The entire listing is to be repeated verbatim.

++++++

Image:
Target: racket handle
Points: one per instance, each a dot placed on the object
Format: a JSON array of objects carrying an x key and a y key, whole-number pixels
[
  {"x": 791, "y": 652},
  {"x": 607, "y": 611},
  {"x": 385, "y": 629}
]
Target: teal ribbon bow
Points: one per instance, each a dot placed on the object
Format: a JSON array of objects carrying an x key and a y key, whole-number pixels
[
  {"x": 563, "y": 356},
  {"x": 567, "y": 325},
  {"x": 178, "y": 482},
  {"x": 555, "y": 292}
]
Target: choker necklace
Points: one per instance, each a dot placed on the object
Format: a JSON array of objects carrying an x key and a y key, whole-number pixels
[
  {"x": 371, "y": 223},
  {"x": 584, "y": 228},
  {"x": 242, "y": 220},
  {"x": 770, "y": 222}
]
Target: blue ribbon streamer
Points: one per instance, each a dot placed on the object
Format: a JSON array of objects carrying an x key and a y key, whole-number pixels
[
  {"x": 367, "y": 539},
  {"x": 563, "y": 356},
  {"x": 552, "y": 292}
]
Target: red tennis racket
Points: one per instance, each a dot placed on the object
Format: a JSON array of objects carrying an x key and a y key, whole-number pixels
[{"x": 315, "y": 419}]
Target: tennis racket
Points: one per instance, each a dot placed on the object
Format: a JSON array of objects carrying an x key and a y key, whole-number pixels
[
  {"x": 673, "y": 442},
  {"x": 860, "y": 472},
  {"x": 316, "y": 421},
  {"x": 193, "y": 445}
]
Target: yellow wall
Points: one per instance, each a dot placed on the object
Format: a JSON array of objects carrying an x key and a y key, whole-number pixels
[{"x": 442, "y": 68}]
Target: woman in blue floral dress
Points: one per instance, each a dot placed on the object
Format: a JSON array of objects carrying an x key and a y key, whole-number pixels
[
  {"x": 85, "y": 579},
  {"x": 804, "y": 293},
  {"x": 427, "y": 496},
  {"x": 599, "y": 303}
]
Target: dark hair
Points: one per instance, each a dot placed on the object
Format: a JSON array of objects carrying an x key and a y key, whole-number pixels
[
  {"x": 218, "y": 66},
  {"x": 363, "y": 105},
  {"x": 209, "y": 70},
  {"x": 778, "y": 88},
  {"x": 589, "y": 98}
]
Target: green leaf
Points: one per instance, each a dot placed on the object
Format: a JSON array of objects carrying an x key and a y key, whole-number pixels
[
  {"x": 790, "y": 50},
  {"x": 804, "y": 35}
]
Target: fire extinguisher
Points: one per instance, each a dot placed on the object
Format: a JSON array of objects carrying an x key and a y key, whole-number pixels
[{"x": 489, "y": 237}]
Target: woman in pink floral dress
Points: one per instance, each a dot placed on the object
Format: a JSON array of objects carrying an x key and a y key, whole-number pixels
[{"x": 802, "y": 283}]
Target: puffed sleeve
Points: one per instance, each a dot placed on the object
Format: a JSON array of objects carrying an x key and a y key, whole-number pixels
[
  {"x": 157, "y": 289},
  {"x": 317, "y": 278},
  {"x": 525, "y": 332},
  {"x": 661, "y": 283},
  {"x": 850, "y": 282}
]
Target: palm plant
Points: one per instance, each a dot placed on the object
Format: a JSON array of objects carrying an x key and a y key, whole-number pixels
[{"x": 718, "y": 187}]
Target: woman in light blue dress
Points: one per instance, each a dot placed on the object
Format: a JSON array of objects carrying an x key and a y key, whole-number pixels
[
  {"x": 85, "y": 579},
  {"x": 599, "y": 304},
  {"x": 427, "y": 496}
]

++++++

▶ _REPLY TO THE TASK_:
Image:
Target: racket handle
Points: one per instance, each a dot placed on the object
Format: a JSON array of objects carrying an x key and a y key, whole-number pixels
[
  {"x": 791, "y": 652},
  {"x": 607, "y": 611},
  {"x": 385, "y": 629}
]
Target: teal ribbon bow
Points: one per instance, each a dot placed on the object
Format: a JSON array of objects carrying an x key and a y key, whole-number pixels
[
  {"x": 563, "y": 356},
  {"x": 567, "y": 325},
  {"x": 178, "y": 482},
  {"x": 555, "y": 292}
]
Target: choker necklace
Points: one per instance, each a dot placed on the object
Format: a JSON array of objects carrying an x key and a y key, whole-number pixels
[
  {"x": 371, "y": 223},
  {"x": 584, "y": 228},
  {"x": 242, "y": 220},
  {"x": 770, "y": 222}
]
Target: blue ribbon streamer
Points: one per instance, each a dot placed on the object
Format: a JSON array of objects carrying an x key and a y key, whole-number pixels
[
  {"x": 367, "y": 539},
  {"x": 563, "y": 356},
  {"x": 552, "y": 292}
]
Target: red tennis racket
Points: one per instance, each a dot placed on the object
Format: a JSON array of objects carrying an x key and a y key, whole-number pixels
[{"x": 315, "y": 419}]
Target: tennis racket
Points: one per instance, each a dot placed on the object
Format: a JSON array of objects carrying an x key and a y key, whole-number pixels
[
  {"x": 673, "y": 442},
  {"x": 860, "y": 472},
  {"x": 316, "y": 421},
  {"x": 193, "y": 445}
]
Target: yellow wall
Points: one per instance, each a dot placed on the object
Format: a JSON array of objects carrying an x key and a y key, whole-number pixels
[{"x": 442, "y": 68}]
Target: woman in blue floral dress
Points: one per instance, each a dot placed on the object
Format: a JSON array of objects carrying an x key and a y key, whole-number pixels
[
  {"x": 85, "y": 579},
  {"x": 804, "y": 293},
  {"x": 427, "y": 496},
  {"x": 599, "y": 303}
]
Target: dark hair
Points: one per instance, each a dot placed on the object
Format: a JSON array of objects carrying an x key and a y key, whole-number pixels
[
  {"x": 218, "y": 66},
  {"x": 363, "y": 105},
  {"x": 209, "y": 70},
  {"x": 778, "y": 88},
  {"x": 589, "y": 98}
]
Target: green leaf
Points: one per instance, each a dot placed on the object
Format: a JSON array of objects carrying an x key and a y key, whole-number pixels
[
  {"x": 790, "y": 50},
  {"x": 804, "y": 35}
]
Target: fire extinguisher
Points: one per instance, each a dot placed on the object
Format: a JSON array of objects carrying an x key and a y key, whole-number pixels
[{"x": 489, "y": 237}]
Target: woman in pink floral dress
Points: one per instance, each a dot placed on the object
Format: a JSON array of objects carrying an x key and a y key, whole-number pixels
[{"x": 802, "y": 283}]
Target: puffed sleeve
Points: one per instance, each a dot placed on the object
Format: a JSON array of objects carrying an x key and a y key, whole-number pixels
[
  {"x": 157, "y": 289},
  {"x": 317, "y": 278},
  {"x": 525, "y": 332},
  {"x": 661, "y": 283},
  {"x": 850, "y": 282}
]
Target: palm plant
Points: one per instance, each a dot placed on the object
Format: a JSON array of objects carrying an x key and a y key, whole-number pixels
[{"x": 718, "y": 187}]
Target: woman in light blue dress
Points: one per instance, each a dot placed on the object
Format: a JSON array of objects carrying an x key and a y key, whole-number pixels
[
  {"x": 85, "y": 579},
  {"x": 599, "y": 304},
  {"x": 427, "y": 496}
]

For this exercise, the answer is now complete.